» **Data**:
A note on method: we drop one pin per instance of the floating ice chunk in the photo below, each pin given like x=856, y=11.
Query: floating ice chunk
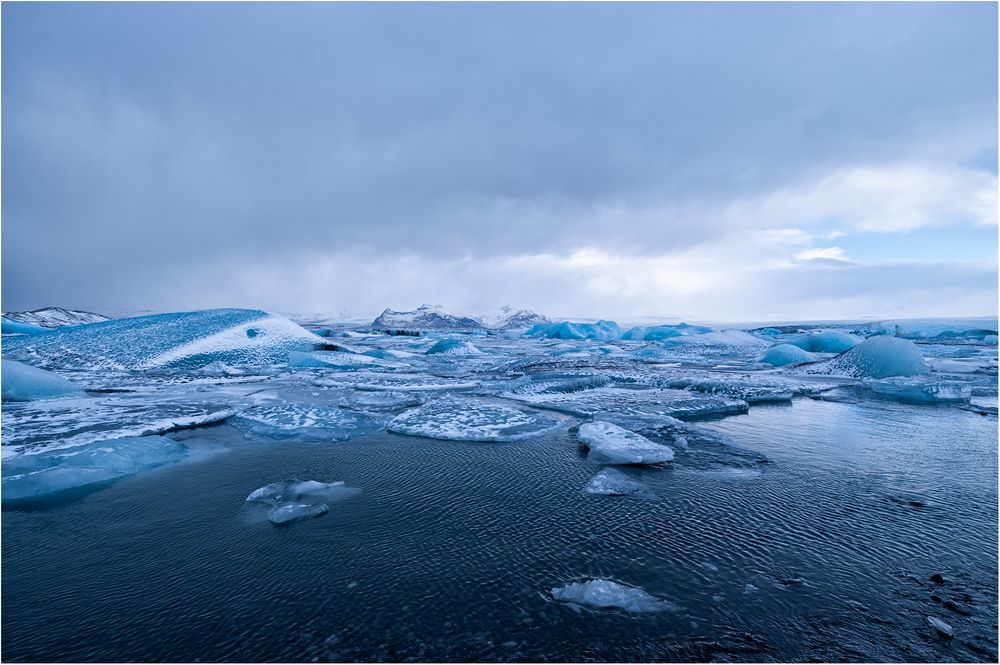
x=602, y=330
x=941, y=626
x=786, y=354
x=306, y=422
x=615, y=483
x=332, y=360
x=827, y=341
x=601, y=593
x=290, y=512
x=37, y=475
x=454, y=347
x=612, y=444
x=24, y=383
x=917, y=390
x=180, y=339
x=875, y=358
x=11, y=327
x=456, y=419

» **Work item**: Output all the entries above verbatim, please. No images.

» **Task answer**:
A note on method: we drop one pin per instance of the floating ice chunk in the photo below, each pin given like x=856, y=11.
Query: floating ice chunk
x=602, y=330
x=941, y=626
x=786, y=354
x=306, y=422
x=615, y=483
x=332, y=360
x=827, y=341
x=601, y=593
x=290, y=512
x=37, y=475
x=454, y=347
x=612, y=444
x=24, y=383
x=917, y=390
x=180, y=339
x=875, y=358
x=11, y=327
x=456, y=419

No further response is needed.